- Provided text:
####################

Understanding risk and volatility
In this month’s Pathfinder Commentary John Berry looks at what volatility means as a measure of risk. While volatility is widely used to identify investment risk for managed funds, it has a number of “real world” limitations. What are these limitations and what do these mean for investors?
Monday, June 9th 2014, 11:23AM 2 Comments
by Pathfinder Asset Management
There is no single definition of what risk means for investors. According to legendary value investor Ben Graham risk is “the possibility of not getting your capital back.” That is consistent with how many investors see risk – and was an entirely appropriate way to have thought of investing in finance companies pre-GFC. This is essentially the measure of risk that credit rating agencies give us when investing in corporate debt.
Risk and modern portfolio theory
Harry Markowitz (the father of modern portfolio theory) defined risk differently. He identified it as having two characteristics:
- Volatility of return
- Systematic and non-systematic risk
We are going to focus on part 1) of the definition (volatility) but let’s quickly look at part 2). “Systematic risk” is all risk inherent in a portfolio that cannot be mitigated by diversification. Influences such as interest rate changes, war, recession and political change impact entire markets and not only individual companies. If you are invested when markets are dealing with significant political change (a systematic risk) there is nowhere to hide no matter how diversified your portfolio may be.

####################

- Exercise task 1:
Summarize the risk and volatility article in two sentences.
- Exercise task 2:
Transcribe everything from "Risk and modern" down to "portfolio may be." in the risk and volatility article.

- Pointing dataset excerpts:
####################

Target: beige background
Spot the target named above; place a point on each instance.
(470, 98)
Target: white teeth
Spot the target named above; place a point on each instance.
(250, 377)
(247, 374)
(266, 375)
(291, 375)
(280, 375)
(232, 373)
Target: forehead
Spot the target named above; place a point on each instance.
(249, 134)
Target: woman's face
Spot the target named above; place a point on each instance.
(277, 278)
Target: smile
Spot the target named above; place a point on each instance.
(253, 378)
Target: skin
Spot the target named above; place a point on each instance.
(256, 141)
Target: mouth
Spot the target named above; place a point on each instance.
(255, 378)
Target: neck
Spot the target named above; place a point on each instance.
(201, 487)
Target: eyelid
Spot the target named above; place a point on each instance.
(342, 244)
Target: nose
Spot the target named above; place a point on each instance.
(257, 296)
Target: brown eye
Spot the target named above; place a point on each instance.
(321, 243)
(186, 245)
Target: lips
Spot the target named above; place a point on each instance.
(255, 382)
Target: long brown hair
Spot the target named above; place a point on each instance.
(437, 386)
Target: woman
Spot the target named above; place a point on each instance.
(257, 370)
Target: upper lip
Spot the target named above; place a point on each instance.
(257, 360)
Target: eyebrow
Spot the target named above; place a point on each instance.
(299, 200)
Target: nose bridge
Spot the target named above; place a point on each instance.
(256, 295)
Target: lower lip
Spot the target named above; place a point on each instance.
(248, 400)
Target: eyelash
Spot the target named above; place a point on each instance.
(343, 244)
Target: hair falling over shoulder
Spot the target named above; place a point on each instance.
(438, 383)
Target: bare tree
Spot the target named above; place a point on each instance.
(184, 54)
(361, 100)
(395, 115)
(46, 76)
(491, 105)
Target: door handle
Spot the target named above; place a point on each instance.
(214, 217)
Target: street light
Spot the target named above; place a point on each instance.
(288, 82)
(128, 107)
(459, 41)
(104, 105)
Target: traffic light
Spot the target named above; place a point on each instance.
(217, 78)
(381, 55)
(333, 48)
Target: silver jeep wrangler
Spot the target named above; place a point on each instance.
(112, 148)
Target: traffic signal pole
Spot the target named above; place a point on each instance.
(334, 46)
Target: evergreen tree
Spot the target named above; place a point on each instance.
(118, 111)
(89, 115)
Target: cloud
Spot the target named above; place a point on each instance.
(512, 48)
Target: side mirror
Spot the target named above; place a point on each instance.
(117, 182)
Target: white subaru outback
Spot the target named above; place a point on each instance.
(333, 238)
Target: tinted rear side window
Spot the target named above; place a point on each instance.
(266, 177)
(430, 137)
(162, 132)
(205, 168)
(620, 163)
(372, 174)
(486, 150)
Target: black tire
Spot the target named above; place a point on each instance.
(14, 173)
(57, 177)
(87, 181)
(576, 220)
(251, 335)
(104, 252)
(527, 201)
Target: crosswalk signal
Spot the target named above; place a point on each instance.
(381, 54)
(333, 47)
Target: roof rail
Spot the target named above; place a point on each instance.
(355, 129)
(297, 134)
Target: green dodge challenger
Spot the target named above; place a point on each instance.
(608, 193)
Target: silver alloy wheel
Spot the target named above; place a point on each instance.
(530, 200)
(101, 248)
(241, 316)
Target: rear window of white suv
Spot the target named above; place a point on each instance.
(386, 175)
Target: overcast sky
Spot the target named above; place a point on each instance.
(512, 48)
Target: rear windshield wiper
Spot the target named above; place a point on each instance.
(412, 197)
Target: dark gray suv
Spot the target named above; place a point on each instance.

####################

- Output 1:
The article examines volatility as a measure of investment risk, noting that although it is widely used to identify risk for managed funds, it has a number of real-world limitations. It contrasts Ben Graham's view of risk as the possibility of not getting your capital back with Harry Markowitz's definition, which covers volatility of return and systematic and non-systematic risk, and it explains that systematic risk, such as interest rate changes, war, recession and political change, cannot be mitigated by diversification.

- Output 2:
Risk and modern portfolio theory
Harry Markowitz (the father of modern portfolio theory) defined risk differently. He identified it as having two characteristics:
- Volatility of return
- Systematic and non-systematic risk
We are going to focus on part 1) of the definition (volatility) but let’s quickly look at part 2). “Systematic risk” is all risk inherent in a portfolio that cannot be mitigated by diversification. Influences such as interest rate changes, war, recession and political change impact entire markets and not only individual companies. If you are invested when markets are dealing with significant political change (a systematic risk) there is nowhere to hide no matter how diversified your portfolio may be.